Alıntı Metin
┌──

2020’nin, bu güzel (!) yılın sonuna yaklaşırken altıncı seçkimizle karşınızdayız. Tür açısından yine çeşitlilik gösteren seçkimizde bu sefer 1980’lerden geriye hiç gitmemişiz. Tabii ekip halinde hazırladığımız seçkilerimizde hoşumuza giden yanlardan biri de bu, önceden isimleri saptasak da tüm yazılar gelinceye, görsellerle birleşinceye dek ortaya nasıl bir liste çıkacağını tam olarak gözümüzde canlandıramıyoruz. Dolayısıyla bir bakıma sadece siz okurlarımız için değil, bizler için de yeni ve keşfedilecek bir liste ortaya çıkıyor her seferinde. Bu seçkimizin ilginizi çekmesi ümidiyle, keyifli okumalar.
An American Werewolf in London (Ece Mercan Yüksel)

└──

Derlenen Malzeme
┌──

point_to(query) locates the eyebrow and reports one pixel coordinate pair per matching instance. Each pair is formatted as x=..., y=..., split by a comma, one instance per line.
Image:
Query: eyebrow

└──

Alıştırmalar
1 - Alıntı metinde "2020’nin, bu güzel" ifadesinden başlayıp "(Ece Mercan Yüksel)" ifadesine kadar uzanan bölümün tamamını hiçbir değişiklik yapmadan tekrar yazın.
2 - Alıntı metni iki cümleyle özetleyin.

Problem Çözümleri
1 -
2020’nin, bu güzel (!) yılın sonuna yaklaşırken altıncı seçkimizle karşınızdayız. Tür açısından yine çeşitlilik gösteren seçkimizde bu sefer 1980’lerden geriye hiç gitmemişiz. Tabii ekip halinde hazırladığımız seçkilerimizde hoşumuza giden yanlardan biri de bu, önceden isimleri saptasak da tüm yazılar gelinceye, görsellerle birleşinceye dek ortaya nasıl bir liste çıkacağını tam olarak gözümüzde canlandıramıyoruz. Dolayısıyla bir bakıma sadece siz okurlarımız için değil, bizler için de yeni ve keşfedilecek bir liste ortaya çıkıyor her seferinde. Bu seçkimizin ilginizi çekmesi ümidiyle, keyifli okumalar.
An American Werewolf in London (Ece Mercan Yüksel)

2 - Metin, 2020'nin sonuna yaklaşırken hazırlanan altıncı seçkiyi tanıtıyor; tür açısından çeşitlilik gösteren bu seçkide 1980'lerden geriye gidilmemiş. Ekip, yazılar gelip görsellerle birleşene dek ortaya nasıl bir liste çıkacağını tam olarak canlandıramadığı için her seferinde kendileri için de yeni ve keşfedilecek bir liste çıktığını belirtiyor.